Supplied text start

This adjusts for actual degree days and normal degree days and base load and...POOF!  My head just exploded.  What this means fo you is anybody's guess.  It would seem that they want to keep this as confusing as the phone company's billing.  Your actual bill probably cannot be calculated without a math degree and I tend to suck at math.

It would appear that if you are going to run the gas furnace more than about 1-1/2 hours a day, you might as well save your pellets and burn gas.  I can't seem to remember how much gas we used before converting to wood, but a 100,000 BTU furnace is capable of burning 30 CCF in 30 hours and I know our furnace can run for hours on end in cold weather.  This probably isn't what you want to hear after investing in all the alternative appliances, but that is how it looks from this end.

The future probably will change things and nobody would have predicted oil dropping to $50/bbl from last summer, but that's where we are, folks.  CNG for your car, anyone?

Still burning gas, one way or another,
Chris


----------



## MoeB (Nov 20, 2008)

I switched my office over to natural gas last summer with a Rinnai Continuum tankless water heater and a Rinnai wall furnace.  My NG bill for October was $73.64, total usage: 48 therms.  

When trying to figure out what I was actually paying per therm, I had some problems understanding the "Customer Charge", "Energy Charge," "Transportation Charge,"  "Past Gas Cost Adjustment" and "MNE Recovery June 2008" charges.

Supplied text end

-- What the exercise asks --
Answer from the gas heating text:
(a) What size furnace is said to be capable of burning 30 CCF in 30 hours?
(b) What price per barrel does the text say oil dropped to?
(c) How many therms did MoeB use in October?
These lines were taken from a separate source.

Supplied material start

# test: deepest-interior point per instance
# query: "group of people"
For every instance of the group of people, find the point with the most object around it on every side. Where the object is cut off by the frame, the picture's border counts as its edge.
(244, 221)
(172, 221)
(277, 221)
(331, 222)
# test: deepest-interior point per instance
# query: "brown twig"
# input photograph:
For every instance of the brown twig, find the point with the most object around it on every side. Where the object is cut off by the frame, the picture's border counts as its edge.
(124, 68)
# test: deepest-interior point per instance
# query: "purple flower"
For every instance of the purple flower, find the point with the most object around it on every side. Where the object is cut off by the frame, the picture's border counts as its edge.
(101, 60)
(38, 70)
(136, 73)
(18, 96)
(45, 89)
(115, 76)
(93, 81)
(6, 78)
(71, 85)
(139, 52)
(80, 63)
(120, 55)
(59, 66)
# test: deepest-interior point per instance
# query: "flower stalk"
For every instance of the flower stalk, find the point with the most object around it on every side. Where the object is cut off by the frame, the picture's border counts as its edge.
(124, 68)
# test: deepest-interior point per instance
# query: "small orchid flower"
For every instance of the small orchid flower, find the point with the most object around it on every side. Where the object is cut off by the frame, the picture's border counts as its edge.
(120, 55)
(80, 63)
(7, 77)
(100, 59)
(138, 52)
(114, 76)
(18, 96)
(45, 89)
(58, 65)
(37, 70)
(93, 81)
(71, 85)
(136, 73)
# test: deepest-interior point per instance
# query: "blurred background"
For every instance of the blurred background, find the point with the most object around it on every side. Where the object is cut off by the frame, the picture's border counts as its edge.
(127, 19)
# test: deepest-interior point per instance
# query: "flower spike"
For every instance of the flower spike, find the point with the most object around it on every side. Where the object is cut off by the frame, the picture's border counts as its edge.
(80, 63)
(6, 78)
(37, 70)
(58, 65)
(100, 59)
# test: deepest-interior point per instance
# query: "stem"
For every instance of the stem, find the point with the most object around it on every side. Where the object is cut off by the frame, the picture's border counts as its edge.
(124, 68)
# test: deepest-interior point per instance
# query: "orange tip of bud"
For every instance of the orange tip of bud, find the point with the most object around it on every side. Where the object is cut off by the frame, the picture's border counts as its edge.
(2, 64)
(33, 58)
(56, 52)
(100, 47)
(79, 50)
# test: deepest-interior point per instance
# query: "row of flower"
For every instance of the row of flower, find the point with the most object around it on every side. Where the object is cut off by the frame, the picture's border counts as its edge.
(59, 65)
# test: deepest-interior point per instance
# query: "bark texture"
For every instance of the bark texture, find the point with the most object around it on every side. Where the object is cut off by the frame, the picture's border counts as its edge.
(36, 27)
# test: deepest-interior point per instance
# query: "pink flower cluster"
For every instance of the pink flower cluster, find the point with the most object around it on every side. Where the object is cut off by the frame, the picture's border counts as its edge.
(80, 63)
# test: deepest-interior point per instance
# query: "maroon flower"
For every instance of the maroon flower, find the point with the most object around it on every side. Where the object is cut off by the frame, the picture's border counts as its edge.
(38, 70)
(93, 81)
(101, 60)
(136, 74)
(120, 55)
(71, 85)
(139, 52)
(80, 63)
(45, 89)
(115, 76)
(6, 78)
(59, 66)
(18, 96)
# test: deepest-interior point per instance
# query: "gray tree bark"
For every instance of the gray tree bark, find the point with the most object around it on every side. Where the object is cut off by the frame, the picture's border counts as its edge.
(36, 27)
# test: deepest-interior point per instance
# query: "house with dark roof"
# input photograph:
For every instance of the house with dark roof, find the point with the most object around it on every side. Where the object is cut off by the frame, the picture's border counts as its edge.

Supplied material end

-- Answer to the problem --
(a) A 100,000 BTU furnace
(b) $50/bbl
(c) 48 therms